**DATA ROWS:**
==========

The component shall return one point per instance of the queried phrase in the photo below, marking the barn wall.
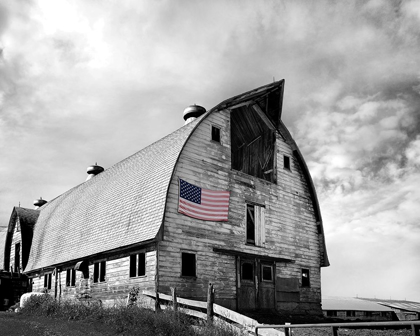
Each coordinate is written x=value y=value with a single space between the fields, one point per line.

==========

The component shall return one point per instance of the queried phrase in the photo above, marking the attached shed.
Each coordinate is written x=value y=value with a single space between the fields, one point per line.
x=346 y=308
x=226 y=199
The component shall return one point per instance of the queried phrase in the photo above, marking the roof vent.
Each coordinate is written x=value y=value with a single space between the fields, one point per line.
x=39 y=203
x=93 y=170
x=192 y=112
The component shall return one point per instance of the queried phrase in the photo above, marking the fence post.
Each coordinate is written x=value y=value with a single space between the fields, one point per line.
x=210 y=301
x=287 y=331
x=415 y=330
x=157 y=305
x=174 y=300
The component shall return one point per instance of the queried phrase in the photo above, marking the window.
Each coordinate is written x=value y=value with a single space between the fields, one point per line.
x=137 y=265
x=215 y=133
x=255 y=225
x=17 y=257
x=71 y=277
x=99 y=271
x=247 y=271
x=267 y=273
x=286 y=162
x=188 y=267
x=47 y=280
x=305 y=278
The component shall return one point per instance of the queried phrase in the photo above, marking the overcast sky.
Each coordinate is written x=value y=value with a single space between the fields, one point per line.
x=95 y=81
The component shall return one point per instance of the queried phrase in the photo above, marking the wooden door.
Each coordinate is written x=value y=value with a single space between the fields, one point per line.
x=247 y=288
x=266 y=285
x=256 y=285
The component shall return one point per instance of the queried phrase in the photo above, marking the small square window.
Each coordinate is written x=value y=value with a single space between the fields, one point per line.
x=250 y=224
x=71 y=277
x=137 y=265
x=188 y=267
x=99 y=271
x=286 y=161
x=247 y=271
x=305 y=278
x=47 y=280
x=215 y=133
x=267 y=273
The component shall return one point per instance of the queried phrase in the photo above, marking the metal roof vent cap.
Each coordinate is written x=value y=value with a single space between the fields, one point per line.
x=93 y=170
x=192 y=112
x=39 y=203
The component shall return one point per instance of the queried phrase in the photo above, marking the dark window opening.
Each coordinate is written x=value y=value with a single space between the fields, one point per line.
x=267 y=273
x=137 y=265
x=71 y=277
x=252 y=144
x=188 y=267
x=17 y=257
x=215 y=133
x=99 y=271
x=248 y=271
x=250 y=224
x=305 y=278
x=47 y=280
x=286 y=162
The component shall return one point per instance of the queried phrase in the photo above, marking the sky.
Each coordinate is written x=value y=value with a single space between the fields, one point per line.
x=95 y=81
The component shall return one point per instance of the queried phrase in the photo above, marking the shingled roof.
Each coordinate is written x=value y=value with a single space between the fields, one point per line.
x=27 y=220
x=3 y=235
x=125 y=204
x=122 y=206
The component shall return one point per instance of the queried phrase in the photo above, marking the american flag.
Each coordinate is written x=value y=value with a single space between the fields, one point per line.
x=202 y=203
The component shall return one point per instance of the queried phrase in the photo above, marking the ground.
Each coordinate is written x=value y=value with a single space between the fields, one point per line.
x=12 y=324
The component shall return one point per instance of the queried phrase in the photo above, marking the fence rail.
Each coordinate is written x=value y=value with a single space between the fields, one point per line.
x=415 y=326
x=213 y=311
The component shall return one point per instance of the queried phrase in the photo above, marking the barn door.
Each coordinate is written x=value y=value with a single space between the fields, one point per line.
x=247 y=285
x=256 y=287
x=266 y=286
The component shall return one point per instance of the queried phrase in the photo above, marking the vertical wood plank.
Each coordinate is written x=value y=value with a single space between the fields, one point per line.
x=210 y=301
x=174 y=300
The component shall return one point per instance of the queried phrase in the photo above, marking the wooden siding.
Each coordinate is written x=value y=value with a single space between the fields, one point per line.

==========

**TASK DIRECTIONS:** Copy every line of the listing above, from the line holding "marking the sky." through the line holding "x=202 y=203", inclusive. Keep the requests unchanged and shift each answer coordinate, both x and y, up by 72.

**EXERCISE RESULT:**
The component shall return one point per instance of the queried phrase in the photo above, marking the sky.
Each coordinate is written x=value y=value with a single space between the fields, one point per line.
x=167 y=153
The component shall return one point per instance of the queried phrase in the photo above, marking the shingled roof.
Each coordinate is written x=value y=value with a single space between the fields, one point per line.
x=99 y=292
x=75 y=307
x=197 y=276
x=194 y=278
The component shall return one point per instance of the queried phrase in the photo above, marking the american flag.
Each coordinate is written x=value y=value with a single space between the fields, one point per line.
x=274 y=275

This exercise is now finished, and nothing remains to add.